Exercise directions -> Nothing other than an exact copy of the records should be returned.

Dataset records ->
============

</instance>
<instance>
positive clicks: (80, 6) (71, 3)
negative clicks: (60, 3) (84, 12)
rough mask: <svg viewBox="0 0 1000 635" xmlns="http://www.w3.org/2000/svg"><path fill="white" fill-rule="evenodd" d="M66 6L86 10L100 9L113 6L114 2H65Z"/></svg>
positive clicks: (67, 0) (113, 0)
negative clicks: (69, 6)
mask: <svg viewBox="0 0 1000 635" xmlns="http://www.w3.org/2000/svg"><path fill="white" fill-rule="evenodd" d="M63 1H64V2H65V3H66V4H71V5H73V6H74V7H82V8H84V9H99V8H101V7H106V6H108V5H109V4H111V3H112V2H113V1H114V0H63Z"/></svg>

============

Output for this exercise ->
</instance>
<instance>
positive clicks: (80, 6) (71, 3)
negative clicks: (60, 3) (84, 12)
rough mask: <svg viewBox="0 0 1000 635" xmlns="http://www.w3.org/2000/svg"><path fill="white" fill-rule="evenodd" d="M66 6L86 10L100 9L113 6L114 2H65Z"/></svg>
positive clicks: (67, 0) (113, 0)
negative clicks: (69, 6)
mask: <svg viewBox="0 0 1000 635" xmlns="http://www.w3.org/2000/svg"><path fill="white" fill-rule="evenodd" d="M63 1H64V2H65V3H66V4H71V5H73V6H74V7H82V8H84V9H99V8H101V7H106V6H108V5H109V4H111V3H112V2H113V1H114V0H63Z"/></svg>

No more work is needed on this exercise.